--- GIVEN TASK ---
Pull out every line of the records below that contains the string "Target", treating uppercase and lowercase letters as different.
>> BEGIN DATA EXCERPTS
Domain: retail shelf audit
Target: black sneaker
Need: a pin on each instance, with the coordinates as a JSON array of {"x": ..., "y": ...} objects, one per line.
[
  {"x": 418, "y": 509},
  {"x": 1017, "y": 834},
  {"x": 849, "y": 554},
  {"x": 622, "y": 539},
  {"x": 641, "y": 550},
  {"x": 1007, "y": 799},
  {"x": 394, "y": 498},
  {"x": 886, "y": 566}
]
>> END DATA EXCERPTS
>> BEGIN DATA EXCERPTS
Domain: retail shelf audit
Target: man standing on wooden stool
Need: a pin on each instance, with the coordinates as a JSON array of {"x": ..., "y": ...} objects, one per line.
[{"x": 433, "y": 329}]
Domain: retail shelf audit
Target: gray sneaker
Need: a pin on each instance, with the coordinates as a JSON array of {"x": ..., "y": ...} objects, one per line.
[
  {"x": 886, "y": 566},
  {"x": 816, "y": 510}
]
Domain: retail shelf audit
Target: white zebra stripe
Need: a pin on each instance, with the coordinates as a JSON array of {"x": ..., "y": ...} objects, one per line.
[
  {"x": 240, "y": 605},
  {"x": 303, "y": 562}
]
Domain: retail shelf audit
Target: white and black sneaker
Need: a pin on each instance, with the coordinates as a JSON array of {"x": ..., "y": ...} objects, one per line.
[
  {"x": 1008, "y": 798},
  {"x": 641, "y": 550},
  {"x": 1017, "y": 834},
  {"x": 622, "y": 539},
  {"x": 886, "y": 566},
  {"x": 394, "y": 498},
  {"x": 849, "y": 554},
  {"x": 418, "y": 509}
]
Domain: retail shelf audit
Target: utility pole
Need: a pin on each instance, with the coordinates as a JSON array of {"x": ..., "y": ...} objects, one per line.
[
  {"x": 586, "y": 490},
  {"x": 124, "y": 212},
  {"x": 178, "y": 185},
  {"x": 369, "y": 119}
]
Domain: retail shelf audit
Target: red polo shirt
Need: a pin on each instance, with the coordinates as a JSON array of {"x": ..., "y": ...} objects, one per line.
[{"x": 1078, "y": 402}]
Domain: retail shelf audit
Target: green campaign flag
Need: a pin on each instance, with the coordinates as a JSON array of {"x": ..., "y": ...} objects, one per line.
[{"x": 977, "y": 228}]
>> END DATA EXCERPTS
>> BEGIN DATA EXCERPTS
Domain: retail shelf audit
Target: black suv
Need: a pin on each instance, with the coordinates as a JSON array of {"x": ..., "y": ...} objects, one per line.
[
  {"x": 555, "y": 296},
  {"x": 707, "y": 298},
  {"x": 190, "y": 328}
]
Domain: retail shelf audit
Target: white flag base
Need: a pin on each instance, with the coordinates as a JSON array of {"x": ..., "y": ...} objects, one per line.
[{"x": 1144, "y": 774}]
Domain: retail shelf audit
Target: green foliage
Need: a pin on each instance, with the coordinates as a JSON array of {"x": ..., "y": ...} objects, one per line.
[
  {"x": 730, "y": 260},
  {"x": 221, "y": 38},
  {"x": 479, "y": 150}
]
>> END DATA EXCERPTS
--- THE RESPONSE ---
Target: black sneaker
Target: man standing on wooden stool
Target: gray sneaker
Target: white zebra stripe
Target: white and black sneaker
Target: utility pole
Target: red polo shirt
Target: green campaign flag
Target: black suv
Target: white flag base
Target: green foliage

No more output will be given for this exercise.